◆ READING PASSAGE ◆
CREATE TABLE groups ( data BLOB);
CREATE VIRTUAL TABLE groups_rt USING rtree_i32  (Id INTEGER, minX INTEGER, maxX 
INTEGER, minY INTEGER, maxY INTEGER);

The groups_rt.Id will be groups.ROWID .

The algorithm to create the index is
described next:
for each input point:
    if is the first point:
        insert the first entry to the groups table and 
        insert a big rectangle in the r-tree (i.e. INT_MIN, INT_MAX, INT_MIN, 
INT_MAX)
     else:
        transform x1,y1 to integers: ix1, iy1
        SELECT groups.ROWID, data, minX,maxX,minY,maxX FROM groups, groups_rt 
WHERE
            groups.ROWID=groups_rt.Id AND maxX>= ix1 AND minX<=(ix1+1) AND 
                                maxY>= iy1 AND minY<=(iy1+1)
        There will always be at least one row and at most 4 rows in the result.

        Pick the closest rectangle to the point (closest in real coordinates).

        If the groups.data blob already contains too many points:
            (or is bigger than some number of bytes .ie. 4K), 
             remove it from database and split the rectangle in 4 part, 
             then add them to the database.

        Add the point to the right blob of data.
     endif
end for

There is some additional optimization:
based on the fact that I process a bunch of points at a time and they
are most likely to be close to each other I keep the current
blob/rect in memory and keep adding points to it until a different
one is needed. This saves some updates to the database.

◆ GIVEN INFORMATION ◆
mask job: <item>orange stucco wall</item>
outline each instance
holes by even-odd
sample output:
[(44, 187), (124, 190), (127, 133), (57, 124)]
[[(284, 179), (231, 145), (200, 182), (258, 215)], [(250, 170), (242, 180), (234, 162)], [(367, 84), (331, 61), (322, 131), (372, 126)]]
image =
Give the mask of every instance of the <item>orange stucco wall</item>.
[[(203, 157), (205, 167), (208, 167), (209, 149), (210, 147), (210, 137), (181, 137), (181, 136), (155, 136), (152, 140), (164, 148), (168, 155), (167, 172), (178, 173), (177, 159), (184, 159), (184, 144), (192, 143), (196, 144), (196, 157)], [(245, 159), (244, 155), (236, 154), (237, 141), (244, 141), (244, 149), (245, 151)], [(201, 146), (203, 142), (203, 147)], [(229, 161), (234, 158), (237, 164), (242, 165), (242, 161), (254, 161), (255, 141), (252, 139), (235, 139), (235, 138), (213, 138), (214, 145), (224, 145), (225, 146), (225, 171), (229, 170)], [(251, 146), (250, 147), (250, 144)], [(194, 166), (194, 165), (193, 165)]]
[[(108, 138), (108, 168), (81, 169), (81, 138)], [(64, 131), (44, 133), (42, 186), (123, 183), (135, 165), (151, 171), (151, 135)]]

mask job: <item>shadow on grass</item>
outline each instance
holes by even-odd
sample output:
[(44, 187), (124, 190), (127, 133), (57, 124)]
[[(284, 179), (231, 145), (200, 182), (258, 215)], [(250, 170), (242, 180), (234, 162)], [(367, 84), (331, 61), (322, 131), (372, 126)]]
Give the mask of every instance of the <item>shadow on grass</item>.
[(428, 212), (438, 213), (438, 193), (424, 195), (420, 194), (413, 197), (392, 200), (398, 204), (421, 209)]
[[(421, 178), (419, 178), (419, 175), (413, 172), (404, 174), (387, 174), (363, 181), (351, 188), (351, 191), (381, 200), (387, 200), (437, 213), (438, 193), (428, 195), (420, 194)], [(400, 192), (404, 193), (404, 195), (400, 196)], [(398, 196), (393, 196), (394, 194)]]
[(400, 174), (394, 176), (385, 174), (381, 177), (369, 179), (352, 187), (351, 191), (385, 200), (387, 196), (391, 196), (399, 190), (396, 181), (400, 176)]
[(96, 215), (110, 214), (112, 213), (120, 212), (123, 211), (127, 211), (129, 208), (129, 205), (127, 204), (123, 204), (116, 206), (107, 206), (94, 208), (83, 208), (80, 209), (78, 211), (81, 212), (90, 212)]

◆ TASK BRIEF ◆
In the text on the r-tree indexing algorithm, how many rows can the SELECT query return for each input point after the first?

◆ REPLY ◆
At least one row and at most four rows.